[Problema escrito 1]
Retorne sem nenhuma alteração o trecho do texto abaixo sobre livros digitais, tudo desde "Confesso que por" até "da minha casa.".

[Texto para leitura]
────

Como não são poucas, pelo
contrário, são muitas as possibilidades de interação e atividades
proporcionadas pela e/ou pelas tecnologias contidas nos smartphones, também os livros migraram para o universo virtual; os
chamados e-books, os livros digitais,
normalmente mais baratos do que as versões impressas, cada dia ganham mais
adeptos entre os indivíduos que sempre e sempre recorreram aos livros
propriamente ditos.
Confesso que por vezes me
aflige a ideia de que toda a nossa memória escrita, que antes era impressa,
como os jornais, as revistas e os próprios livros, passem a existir somente de
forma virtual e não palpável e não manuseável. Na minha cabeça isso ainda não
funciona. E tanto não funciona e tanto eu continuo andando na contramão desses
avanços tecnológicos e virtuais, que eu permaneço montando minha biblioteca e
considerando ela a única riqueza material que eu possuo e uma parte muito,
muito especial da minha casa.

────

[Dados de anotação por pontos]
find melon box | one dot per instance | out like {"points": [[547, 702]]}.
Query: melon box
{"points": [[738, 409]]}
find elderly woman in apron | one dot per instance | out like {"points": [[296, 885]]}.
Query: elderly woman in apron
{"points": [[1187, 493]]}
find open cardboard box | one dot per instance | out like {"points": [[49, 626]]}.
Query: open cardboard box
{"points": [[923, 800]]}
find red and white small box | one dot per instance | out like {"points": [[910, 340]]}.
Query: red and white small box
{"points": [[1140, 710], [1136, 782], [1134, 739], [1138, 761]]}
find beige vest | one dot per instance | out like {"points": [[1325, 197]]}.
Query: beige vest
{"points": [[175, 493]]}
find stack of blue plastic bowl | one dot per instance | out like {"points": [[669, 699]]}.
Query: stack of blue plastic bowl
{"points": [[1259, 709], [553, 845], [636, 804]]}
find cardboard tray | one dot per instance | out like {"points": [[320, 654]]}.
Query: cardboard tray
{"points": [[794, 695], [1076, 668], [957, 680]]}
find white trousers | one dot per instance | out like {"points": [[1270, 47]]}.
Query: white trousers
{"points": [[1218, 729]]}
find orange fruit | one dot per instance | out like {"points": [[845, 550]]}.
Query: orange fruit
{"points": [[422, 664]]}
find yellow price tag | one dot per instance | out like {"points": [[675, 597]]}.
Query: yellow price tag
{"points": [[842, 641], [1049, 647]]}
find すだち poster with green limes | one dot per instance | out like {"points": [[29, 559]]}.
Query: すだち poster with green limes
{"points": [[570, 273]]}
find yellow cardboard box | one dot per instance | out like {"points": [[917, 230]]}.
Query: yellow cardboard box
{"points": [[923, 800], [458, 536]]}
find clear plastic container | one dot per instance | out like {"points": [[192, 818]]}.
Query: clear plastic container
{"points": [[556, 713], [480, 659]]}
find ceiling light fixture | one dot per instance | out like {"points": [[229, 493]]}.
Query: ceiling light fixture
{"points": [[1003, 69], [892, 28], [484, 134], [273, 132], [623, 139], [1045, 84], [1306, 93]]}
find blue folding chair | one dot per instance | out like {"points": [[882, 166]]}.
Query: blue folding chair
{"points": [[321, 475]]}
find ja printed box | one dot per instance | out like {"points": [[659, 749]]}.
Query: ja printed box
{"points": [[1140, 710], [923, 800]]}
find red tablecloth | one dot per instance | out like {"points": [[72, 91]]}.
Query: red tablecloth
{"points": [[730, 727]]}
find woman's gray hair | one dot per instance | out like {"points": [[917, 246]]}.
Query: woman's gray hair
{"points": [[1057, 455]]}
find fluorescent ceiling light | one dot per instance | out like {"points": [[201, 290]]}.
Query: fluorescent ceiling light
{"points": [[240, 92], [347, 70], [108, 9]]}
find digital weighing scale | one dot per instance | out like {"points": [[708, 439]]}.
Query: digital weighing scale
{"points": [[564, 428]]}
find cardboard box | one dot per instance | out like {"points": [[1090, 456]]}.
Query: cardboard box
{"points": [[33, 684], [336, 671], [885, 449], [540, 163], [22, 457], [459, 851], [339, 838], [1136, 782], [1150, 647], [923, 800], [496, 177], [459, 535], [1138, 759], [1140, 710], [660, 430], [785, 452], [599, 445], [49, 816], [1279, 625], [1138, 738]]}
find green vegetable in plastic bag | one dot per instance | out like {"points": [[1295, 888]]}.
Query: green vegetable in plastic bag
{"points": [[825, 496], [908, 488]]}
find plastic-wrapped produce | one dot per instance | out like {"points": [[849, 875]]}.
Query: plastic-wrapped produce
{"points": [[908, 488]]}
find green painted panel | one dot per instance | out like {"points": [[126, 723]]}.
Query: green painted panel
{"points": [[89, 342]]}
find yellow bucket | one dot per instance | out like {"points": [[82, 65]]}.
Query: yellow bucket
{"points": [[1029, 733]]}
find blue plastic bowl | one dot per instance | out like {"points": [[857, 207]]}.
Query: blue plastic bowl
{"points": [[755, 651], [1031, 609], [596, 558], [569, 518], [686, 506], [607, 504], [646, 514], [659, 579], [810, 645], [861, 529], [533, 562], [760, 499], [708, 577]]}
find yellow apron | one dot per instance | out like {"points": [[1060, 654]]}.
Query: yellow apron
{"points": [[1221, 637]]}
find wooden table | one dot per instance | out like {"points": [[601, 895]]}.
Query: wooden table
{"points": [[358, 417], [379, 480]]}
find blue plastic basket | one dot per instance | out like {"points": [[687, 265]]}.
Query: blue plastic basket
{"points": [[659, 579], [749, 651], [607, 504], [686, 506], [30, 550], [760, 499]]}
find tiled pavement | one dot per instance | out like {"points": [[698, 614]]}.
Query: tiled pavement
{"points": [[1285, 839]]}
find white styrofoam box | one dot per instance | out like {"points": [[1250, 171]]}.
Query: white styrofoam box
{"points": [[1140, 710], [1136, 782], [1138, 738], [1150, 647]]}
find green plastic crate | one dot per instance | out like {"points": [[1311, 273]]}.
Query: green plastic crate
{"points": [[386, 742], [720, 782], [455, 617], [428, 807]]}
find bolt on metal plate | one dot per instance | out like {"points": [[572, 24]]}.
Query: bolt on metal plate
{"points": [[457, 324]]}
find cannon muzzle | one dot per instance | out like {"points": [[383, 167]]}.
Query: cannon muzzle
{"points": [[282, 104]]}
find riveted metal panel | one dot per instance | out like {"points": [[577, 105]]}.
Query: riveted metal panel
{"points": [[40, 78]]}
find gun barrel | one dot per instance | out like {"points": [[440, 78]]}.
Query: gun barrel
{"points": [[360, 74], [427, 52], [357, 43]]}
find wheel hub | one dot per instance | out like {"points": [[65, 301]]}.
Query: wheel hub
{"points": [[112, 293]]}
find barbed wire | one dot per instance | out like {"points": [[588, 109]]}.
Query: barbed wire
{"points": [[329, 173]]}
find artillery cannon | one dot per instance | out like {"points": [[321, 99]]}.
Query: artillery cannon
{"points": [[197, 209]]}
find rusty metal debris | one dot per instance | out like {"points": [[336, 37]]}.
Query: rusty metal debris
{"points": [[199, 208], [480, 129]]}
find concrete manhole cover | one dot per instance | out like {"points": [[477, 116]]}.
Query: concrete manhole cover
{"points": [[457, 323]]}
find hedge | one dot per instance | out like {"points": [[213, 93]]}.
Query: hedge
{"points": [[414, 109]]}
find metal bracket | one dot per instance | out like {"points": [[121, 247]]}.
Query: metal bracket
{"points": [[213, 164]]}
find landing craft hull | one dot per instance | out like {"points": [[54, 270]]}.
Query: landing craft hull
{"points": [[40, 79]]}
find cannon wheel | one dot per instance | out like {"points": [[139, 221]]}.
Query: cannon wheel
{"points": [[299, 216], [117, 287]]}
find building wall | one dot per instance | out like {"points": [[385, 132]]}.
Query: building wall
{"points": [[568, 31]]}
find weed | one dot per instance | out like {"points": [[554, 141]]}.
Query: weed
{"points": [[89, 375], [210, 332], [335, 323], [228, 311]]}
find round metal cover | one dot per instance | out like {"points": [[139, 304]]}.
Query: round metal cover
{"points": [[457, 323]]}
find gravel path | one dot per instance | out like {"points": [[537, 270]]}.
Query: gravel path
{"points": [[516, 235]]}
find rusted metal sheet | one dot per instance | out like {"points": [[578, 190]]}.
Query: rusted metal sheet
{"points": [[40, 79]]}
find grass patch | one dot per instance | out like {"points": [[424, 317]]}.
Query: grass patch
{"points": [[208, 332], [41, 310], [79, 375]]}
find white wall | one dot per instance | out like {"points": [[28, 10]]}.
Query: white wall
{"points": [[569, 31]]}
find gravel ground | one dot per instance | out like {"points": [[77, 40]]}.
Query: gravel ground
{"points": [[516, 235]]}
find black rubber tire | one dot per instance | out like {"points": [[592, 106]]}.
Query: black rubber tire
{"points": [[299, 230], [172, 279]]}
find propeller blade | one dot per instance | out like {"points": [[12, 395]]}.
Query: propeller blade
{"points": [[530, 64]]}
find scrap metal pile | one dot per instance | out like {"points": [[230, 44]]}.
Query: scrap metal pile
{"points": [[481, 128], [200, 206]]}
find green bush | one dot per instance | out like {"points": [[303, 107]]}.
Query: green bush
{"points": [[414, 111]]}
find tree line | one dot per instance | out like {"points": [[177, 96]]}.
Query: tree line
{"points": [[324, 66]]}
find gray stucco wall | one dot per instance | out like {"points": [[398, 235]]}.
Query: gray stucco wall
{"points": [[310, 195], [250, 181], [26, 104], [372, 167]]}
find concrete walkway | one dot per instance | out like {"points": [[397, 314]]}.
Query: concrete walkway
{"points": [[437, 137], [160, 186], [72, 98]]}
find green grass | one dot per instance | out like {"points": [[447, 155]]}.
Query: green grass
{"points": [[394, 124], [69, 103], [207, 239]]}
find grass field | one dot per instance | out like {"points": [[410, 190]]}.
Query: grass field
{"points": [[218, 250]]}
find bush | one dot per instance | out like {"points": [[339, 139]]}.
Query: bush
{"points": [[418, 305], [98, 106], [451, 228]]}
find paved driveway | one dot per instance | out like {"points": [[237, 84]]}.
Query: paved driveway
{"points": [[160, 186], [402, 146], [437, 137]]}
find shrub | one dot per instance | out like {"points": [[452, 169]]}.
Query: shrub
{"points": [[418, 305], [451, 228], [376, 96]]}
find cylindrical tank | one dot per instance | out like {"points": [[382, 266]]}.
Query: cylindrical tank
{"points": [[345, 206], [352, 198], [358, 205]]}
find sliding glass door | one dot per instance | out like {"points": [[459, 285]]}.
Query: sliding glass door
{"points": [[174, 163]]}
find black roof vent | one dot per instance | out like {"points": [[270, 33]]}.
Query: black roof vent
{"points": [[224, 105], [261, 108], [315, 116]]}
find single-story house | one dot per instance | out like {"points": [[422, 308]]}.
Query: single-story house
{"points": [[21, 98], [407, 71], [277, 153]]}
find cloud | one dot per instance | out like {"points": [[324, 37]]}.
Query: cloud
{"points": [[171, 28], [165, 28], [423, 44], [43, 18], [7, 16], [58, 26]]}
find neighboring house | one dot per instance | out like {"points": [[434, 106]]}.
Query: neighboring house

────

[Problema escrito 2]
Por favor, identifique e copie cada uma das linhas acima que contenha a palavra "patch", levando em conta a diferença entre maiúsculas e minúsculas.

[Resposta escrita 1]
Confesso que por vezes me
aflige a ideia de que toda a nossa memória escrita, que antes era impressa,
como os jornais, as revistas e os próprios livros, passem a existir somente de
forma virtual e não palpável e não manuseável. Na minha cabeça isso ainda não
funciona. E tanto não funciona e tanto eu continuo andando na contramão desses
avanços tecnológicos e virtuais, que eu permaneço montando minha biblioteca e
considerando ela a única riqueza material que eu possuo e uma parte muito,
muito especial da minha casa.

[Resposta escrita 2]
find grass patch | one dot per instance | out like {"points": [[424, 317]]}.
Query: grass patch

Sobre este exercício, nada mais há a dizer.